SHORT PROBLEM A:
Reproduce the email about Guile's tagging scheme in full, word for word.
>> START TEXT SEGMENT
From: Ludovic Courtès
Subject: Re: Immediate doubles (up to 2^256) and rationals coming to Guile 3
Date: Tue, 11 Jun 2019 10:39:38 +0200
User-agent: Gnus/5.13 (Gnus v5.13) Emacs/26.2 (gnu/linux)

Hello,

Mark H Weaver <address@hidden> skribis:

> Ludovic Courtès <address@hidden> writes:

[...]

>> IIUC, your plan is to have a different tagging on 32-bit platforms,
>> without fixflos, right?  I’m curious to see how much complexity would
>> entail from that.
>
> Yes, although I'm avoiding the term "fixflos" because IEEE doubles are
> also fixed width, and thus the term "fixflos" wouldn't adequately
> distinguish them from IEEE doubles.

Right!

> Anyway, I agree that it's inconvenient to have different tags on
> different targets, and I've been working to minimize the differences.
>
> At present, I'm currently implementing an alternative strategy where
> pairs are tagged in their pointers instead of in their CARs, which
> enables us to separate the heap tags and immediate tags into two
> independent spaces.

At first this sounds rather radical :-), but maybe it’s preferable this
way.

> In this new approach, the heap tags are left unchanged, and the only
> tags that vary with target word size are the fixints, fixrats, iflos,
> and pair pointers.  All other tags will be uniform across targets,
> including the non-number immediates.  Here's the new version:
>
> ;; /* with iflos:   xxx:  iflo (000 < xxx < 110)
> ;;    (64-bit)     0111:  fixrat
> ;;                 1111:  fixnum
> ;;                 0110:  pair
> ;;                  000:  tagged heap object (thob)
>> END TEXT SEGMENT
>> START DATA FOR THE TASK
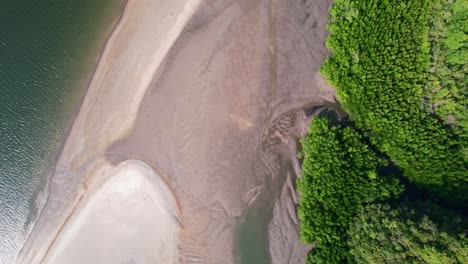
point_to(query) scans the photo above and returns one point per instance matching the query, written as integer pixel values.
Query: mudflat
(215, 110)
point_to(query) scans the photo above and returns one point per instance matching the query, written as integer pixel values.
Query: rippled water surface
(48, 49)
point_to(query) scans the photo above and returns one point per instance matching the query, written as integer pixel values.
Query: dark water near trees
(48, 50)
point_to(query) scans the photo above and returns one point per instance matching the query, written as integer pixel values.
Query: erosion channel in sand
(213, 97)
(136, 48)
(128, 215)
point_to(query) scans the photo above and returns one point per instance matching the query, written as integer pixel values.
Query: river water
(48, 51)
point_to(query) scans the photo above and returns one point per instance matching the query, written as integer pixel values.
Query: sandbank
(133, 53)
(128, 215)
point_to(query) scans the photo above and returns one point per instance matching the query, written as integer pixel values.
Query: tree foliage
(340, 175)
(446, 93)
(380, 66)
(381, 234)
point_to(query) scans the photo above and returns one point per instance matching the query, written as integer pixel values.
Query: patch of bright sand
(130, 217)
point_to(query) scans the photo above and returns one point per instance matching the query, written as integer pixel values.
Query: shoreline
(44, 189)
(99, 106)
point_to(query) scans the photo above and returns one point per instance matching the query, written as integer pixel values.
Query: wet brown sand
(221, 118)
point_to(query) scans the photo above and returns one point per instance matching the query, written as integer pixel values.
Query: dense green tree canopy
(340, 175)
(381, 234)
(380, 66)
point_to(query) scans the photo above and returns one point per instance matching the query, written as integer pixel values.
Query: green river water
(48, 51)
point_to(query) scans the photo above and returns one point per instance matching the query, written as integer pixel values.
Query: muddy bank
(221, 118)
(218, 120)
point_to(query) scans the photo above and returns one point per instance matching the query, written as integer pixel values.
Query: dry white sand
(133, 53)
(218, 121)
(128, 216)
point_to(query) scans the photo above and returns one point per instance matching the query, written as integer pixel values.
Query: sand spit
(127, 215)
(133, 53)
(218, 120)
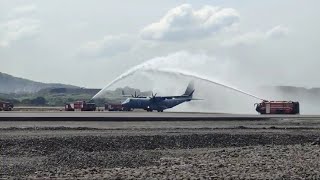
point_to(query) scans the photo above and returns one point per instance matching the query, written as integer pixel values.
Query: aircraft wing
(196, 99)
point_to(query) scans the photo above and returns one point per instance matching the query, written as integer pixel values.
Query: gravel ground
(228, 154)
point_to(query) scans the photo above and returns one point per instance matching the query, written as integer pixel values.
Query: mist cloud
(252, 38)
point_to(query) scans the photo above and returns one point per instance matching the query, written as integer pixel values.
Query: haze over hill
(11, 84)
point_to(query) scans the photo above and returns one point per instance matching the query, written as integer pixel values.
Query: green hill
(11, 84)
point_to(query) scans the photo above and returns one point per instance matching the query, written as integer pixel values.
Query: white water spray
(198, 77)
(176, 72)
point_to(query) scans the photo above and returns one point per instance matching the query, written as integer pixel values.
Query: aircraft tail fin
(190, 89)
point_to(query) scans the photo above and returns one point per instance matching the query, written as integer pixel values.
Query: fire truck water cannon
(278, 107)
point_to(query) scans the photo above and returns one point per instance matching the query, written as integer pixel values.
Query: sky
(90, 43)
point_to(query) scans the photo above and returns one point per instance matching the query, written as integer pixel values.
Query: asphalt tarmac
(139, 116)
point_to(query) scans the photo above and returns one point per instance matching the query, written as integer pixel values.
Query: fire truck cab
(278, 107)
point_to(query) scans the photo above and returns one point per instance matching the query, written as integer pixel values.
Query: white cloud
(107, 46)
(16, 29)
(18, 26)
(183, 22)
(278, 32)
(251, 38)
(23, 10)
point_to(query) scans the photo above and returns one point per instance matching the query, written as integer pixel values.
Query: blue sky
(90, 43)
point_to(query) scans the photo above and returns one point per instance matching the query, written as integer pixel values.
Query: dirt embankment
(170, 156)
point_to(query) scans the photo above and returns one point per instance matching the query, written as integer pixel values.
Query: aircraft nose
(125, 103)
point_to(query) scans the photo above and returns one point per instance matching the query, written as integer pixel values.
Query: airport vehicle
(6, 106)
(80, 106)
(278, 107)
(159, 103)
(113, 107)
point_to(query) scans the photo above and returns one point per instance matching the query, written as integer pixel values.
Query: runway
(140, 116)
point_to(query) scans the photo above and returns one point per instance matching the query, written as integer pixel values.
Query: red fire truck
(278, 107)
(80, 106)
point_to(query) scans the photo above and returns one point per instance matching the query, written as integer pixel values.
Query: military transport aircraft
(158, 103)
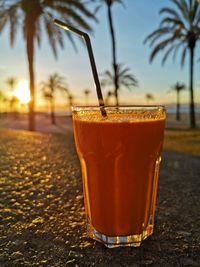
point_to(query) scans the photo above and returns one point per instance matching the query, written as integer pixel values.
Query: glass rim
(107, 107)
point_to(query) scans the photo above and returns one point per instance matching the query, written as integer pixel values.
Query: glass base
(134, 240)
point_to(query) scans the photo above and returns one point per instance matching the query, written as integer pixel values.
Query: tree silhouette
(109, 4)
(11, 82)
(54, 83)
(124, 76)
(179, 29)
(34, 16)
(178, 87)
(108, 96)
(86, 93)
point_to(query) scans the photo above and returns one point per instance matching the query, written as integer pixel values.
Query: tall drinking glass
(120, 156)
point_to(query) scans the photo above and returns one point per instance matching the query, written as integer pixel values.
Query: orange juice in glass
(120, 156)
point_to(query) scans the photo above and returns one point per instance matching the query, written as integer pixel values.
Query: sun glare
(22, 92)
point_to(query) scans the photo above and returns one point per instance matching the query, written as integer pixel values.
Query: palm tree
(54, 83)
(86, 92)
(109, 4)
(179, 29)
(35, 15)
(11, 82)
(124, 76)
(109, 94)
(70, 99)
(178, 87)
(149, 97)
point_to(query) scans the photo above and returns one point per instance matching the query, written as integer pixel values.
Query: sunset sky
(132, 24)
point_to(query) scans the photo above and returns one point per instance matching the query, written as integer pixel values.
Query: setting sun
(22, 92)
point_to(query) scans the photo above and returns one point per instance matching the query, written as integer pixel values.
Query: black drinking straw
(86, 38)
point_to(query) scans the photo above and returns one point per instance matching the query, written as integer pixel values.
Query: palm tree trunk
(53, 119)
(192, 108)
(113, 53)
(178, 106)
(30, 55)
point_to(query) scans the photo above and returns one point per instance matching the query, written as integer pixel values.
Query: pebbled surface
(42, 215)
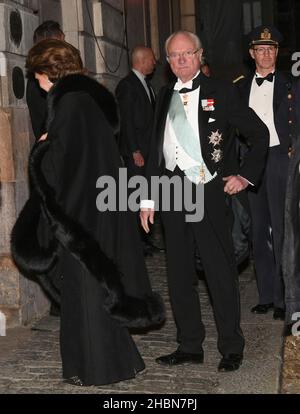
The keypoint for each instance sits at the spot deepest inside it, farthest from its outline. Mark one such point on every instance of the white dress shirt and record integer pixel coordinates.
(142, 79)
(261, 101)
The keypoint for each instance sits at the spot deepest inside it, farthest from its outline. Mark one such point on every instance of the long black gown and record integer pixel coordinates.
(79, 149)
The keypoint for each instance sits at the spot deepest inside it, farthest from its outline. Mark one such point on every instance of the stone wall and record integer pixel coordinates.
(20, 299)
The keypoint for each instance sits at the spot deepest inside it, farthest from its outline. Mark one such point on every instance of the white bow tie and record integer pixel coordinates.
(179, 85)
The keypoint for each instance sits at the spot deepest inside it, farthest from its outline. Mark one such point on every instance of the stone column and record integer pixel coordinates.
(97, 28)
(21, 300)
(188, 15)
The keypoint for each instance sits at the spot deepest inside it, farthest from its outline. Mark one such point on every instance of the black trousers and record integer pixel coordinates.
(267, 213)
(212, 237)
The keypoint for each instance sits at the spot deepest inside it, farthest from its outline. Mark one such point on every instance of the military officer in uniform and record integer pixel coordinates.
(270, 94)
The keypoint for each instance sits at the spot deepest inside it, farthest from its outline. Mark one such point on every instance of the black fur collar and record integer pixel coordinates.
(76, 83)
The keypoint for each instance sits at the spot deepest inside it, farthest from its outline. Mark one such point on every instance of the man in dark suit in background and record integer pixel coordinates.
(35, 96)
(193, 138)
(136, 99)
(270, 94)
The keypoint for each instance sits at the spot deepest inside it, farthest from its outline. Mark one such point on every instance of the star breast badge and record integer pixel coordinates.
(215, 138)
(216, 155)
(208, 104)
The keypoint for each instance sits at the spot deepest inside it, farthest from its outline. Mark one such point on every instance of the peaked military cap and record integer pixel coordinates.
(265, 35)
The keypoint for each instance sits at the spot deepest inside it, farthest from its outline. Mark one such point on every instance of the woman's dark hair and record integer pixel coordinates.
(55, 58)
(48, 30)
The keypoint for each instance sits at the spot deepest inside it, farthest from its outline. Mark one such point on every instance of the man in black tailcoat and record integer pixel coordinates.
(193, 138)
(136, 99)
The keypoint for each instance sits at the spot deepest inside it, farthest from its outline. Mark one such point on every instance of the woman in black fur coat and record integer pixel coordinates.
(105, 286)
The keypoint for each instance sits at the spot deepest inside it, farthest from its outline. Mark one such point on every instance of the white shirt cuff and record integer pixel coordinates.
(147, 204)
(246, 180)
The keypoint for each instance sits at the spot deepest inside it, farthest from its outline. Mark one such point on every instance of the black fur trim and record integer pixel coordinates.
(129, 311)
(27, 254)
(75, 83)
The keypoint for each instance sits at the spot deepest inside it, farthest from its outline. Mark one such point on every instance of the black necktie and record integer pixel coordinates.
(151, 93)
(269, 78)
(196, 84)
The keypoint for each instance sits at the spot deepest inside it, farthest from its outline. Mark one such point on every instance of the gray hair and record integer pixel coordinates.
(196, 40)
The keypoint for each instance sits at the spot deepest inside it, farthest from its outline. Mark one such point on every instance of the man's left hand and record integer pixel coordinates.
(235, 184)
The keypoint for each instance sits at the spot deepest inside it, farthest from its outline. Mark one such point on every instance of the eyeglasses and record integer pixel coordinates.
(263, 50)
(187, 55)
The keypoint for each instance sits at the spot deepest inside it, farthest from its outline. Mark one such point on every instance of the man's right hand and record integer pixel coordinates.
(146, 216)
(138, 159)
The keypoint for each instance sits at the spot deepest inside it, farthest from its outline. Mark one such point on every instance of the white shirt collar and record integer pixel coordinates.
(179, 84)
(257, 75)
(139, 75)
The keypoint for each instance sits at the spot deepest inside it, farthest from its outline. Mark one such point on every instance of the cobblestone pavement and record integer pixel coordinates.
(30, 360)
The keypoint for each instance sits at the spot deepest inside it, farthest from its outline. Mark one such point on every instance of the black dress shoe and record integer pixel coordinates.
(260, 309)
(179, 357)
(230, 362)
(287, 330)
(279, 314)
(74, 381)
>> END DATA FOR THE TASK
SHORT PROBLEM B:
Please locate every line in the entries that contains the string "dress" and copy each one out. Matching is case-sensitive.

FULL RESPONSE A:
From: Ludovic Courtès
Subject: Re: Immediate doubles (up to 2^256) and rationals coming to Guile 3
Date: Tue, 11 Jun 2019 10:39:38 +0200
User-agent: Gnus/5.13 (Gnus v5.13) Emacs/26.2 (gnu/linux)

Hello,

Mark H Weaver <address@hidden> skribis:

> Ludovic Courtès <address@hidden> writes:

[...]

>> IIUC, your plan is to have a different tagging on 32-bit platforms,
>> without fixflos, right?  I’m curious to see how much complexity would
>> entail from that.
>
> Yes, although I'm avoiding the term "fixflos" because IEEE doubles are
> also fixed width, and thus the term "fixflos" wouldn't adequately
> distinguish them from IEEE doubles.

Right!

> Anyway, I agree that it's inconvenient to have different tags on
> different targets, and I've been working to minimize the differences.
>
> At present, I'm currently implementing an alternative strategy where
> pairs are tagged in their pointers instead of in their CARs, which
> enables us to separate the heap tags and immediate tags into two
> independent spaces.

At first this sounds rather radical :-), but maybe it’s preferable this
way.

> In this new approach, the heap tags are left unchanged, and the only
> tags that vary with target word size are the fixints, fixrats, iflos,
> and pair pointers.  All other tags will be uniform across targets,
> including the non-number immediates.  Here's the new version:
>
> ;; /* with iflos:   xxx:  iflo (000 < xxx < 110)
> ;;    (64-bit)     0111:  fixrat
> ;;                 1111:  fixnum
> ;;                 0110:  pair
> ;;                  000:  tagged heap object (thob)

FULL RESPONSE B:
The keypoint for each instance sits at the spot deepest inside it, farthest from its outline. Mark one such point on every instance of the white dress shirt and record integer pixel coordinates.
The keypoint for each instance sits at the spot deepest inside it, farthest from its outline. Mark one such point on every instance of the black dress shoe and record integer pixel coordinates.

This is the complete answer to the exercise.